REQUIRED TASK: Can you quote the lines below exactly, starting at the line with "of the attic" and going through the last one?
━━━
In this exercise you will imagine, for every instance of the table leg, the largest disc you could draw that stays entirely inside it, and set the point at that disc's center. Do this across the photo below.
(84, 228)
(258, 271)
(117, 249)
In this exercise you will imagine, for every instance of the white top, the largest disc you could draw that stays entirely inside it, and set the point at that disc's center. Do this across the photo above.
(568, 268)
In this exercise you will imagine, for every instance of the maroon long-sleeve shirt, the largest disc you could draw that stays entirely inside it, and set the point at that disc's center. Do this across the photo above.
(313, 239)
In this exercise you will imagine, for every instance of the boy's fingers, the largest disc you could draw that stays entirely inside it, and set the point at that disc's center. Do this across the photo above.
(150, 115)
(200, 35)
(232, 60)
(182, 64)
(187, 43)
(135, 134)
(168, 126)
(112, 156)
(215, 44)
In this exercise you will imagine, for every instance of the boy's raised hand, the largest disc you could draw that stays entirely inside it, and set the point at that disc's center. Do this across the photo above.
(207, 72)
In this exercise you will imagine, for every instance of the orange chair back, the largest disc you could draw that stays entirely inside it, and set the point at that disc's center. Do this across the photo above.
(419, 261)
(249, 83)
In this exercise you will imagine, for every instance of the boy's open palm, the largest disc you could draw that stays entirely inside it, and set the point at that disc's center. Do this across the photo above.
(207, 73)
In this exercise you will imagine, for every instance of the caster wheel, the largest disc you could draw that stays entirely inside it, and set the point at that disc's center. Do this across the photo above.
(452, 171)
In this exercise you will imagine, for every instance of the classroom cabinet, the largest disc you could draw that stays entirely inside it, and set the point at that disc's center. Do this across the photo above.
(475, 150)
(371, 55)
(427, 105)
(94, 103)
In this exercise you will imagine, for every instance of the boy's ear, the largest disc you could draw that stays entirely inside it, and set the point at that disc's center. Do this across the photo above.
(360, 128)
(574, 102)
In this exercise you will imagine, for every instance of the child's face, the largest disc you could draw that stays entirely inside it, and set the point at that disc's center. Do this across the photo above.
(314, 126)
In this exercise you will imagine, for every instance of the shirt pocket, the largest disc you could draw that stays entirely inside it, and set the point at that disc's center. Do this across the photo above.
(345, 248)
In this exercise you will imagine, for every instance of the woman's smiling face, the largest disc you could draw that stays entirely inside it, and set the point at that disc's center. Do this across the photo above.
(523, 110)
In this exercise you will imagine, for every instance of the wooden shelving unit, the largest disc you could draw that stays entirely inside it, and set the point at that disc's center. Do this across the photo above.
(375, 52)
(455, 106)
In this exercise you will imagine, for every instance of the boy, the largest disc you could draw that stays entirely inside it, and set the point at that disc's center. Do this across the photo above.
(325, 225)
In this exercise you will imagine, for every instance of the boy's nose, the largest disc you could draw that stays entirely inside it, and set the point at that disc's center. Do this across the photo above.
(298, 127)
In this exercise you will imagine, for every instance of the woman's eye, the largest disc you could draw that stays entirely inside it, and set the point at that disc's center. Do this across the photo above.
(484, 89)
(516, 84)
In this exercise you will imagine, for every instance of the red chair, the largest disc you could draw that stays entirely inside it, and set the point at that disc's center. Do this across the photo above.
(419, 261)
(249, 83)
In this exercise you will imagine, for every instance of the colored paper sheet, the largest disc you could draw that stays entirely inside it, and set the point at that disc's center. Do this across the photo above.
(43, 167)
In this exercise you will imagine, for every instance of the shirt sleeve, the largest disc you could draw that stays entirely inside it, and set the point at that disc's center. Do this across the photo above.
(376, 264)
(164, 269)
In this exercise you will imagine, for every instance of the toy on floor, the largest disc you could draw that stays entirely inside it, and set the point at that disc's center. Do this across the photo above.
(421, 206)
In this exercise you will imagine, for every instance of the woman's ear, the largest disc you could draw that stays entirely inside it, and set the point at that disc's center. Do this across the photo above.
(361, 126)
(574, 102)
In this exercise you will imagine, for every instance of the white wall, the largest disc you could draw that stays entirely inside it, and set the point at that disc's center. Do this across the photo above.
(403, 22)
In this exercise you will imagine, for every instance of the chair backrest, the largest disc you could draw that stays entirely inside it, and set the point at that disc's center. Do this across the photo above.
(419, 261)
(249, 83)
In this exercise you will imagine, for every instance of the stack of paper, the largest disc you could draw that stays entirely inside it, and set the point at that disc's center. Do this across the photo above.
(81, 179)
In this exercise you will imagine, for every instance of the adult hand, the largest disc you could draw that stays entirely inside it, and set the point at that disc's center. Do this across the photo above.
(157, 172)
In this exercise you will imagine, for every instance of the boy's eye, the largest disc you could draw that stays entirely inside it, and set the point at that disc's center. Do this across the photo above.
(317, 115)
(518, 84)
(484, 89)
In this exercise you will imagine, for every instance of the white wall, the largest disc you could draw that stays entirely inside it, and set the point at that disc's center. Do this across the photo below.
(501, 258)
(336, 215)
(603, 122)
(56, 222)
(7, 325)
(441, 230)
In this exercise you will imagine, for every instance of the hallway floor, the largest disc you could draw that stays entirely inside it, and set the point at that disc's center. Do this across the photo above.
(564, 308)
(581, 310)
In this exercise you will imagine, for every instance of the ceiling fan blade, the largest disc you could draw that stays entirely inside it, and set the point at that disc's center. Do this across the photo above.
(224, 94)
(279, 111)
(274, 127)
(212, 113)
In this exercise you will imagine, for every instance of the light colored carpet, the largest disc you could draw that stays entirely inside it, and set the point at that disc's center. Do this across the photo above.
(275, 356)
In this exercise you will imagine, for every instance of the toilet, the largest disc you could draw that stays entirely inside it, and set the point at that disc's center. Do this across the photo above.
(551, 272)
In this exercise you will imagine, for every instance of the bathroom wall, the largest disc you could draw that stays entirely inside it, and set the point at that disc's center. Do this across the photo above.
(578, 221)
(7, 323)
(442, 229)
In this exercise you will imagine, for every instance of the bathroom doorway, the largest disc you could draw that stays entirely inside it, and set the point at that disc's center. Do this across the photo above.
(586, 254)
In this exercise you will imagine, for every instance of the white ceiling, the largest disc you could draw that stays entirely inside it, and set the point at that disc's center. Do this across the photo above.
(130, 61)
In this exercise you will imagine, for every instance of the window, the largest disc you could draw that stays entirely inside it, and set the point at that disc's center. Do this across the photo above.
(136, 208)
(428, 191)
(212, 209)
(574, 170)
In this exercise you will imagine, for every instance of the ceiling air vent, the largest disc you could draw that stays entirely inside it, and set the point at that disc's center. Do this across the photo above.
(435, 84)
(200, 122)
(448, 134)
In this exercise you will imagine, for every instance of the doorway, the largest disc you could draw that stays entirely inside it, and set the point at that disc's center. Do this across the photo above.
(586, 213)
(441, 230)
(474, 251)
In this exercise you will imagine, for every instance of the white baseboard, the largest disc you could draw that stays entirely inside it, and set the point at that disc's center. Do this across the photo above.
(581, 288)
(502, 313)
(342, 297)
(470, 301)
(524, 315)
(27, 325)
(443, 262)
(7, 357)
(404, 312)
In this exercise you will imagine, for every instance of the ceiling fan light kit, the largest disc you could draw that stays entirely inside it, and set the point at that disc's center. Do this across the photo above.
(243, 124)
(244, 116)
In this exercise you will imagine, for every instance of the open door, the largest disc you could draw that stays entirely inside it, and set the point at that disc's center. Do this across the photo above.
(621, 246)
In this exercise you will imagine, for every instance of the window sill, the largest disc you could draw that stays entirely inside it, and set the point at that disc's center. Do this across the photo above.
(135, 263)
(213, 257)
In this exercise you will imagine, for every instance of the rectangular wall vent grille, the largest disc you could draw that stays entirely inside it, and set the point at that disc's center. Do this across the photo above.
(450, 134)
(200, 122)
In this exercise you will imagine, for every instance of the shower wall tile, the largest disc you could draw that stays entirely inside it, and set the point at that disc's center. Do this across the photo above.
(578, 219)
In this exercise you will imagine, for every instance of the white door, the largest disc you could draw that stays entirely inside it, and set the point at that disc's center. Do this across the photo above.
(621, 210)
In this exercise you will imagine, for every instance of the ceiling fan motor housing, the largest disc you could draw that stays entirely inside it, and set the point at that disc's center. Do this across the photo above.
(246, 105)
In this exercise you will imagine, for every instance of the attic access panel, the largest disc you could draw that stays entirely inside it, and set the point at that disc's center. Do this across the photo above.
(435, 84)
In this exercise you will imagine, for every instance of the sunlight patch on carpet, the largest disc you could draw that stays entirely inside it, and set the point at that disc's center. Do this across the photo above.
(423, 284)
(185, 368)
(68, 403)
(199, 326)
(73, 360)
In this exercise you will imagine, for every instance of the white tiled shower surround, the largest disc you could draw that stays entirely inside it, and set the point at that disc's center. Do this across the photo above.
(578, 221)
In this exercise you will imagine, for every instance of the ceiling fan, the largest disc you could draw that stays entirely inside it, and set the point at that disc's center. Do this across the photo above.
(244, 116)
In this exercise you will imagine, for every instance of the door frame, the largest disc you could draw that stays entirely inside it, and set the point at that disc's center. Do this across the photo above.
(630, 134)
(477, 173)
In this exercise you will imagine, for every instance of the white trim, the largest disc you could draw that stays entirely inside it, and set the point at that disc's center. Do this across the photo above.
━━━
SOLUTION TO THIS TASK:
In this exercise you will imagine, for every instance of the attic access panel, the largest disc you could draw that stays entirely inside it, and set the point at that disc's center. Do this across the photo above.
(435, 84)
In this exercise you will imagine, for every instance of the sunlight patch on carpet, the largest disc you could draw that stays entirely inside it, and set the point at that disc's center. Do this across the photo above.
(423, 284)
(185, 368)
(68, 403)
(199, 326)
(73, 360)
In this exercise you will imagine, for every instance of the white tiled shower surround, the largest disc you could draw that stays entirely inside it, and set the point at that disc's center. Do this across the photo above.
(578, 221)
In this exercise you will imagine, for every instance of the ceiling fan, the largest disc you could draw that stays entirely inside it, and set the point at that disc's center. Do this across the photo above.
(244, 116)
In this exercise you will imagine, for every instance of the door frame, the largest disc you could draw that stays entirely inside it, and set the point at that disc's center. Do this across the photo above.
(630, 134)
(477, 173)
In this exercise you will imagine, for every instance of the white trim, the largest disc you could draw that stays entirely inside it, and set the point at that disc's center. Do this across the photo above.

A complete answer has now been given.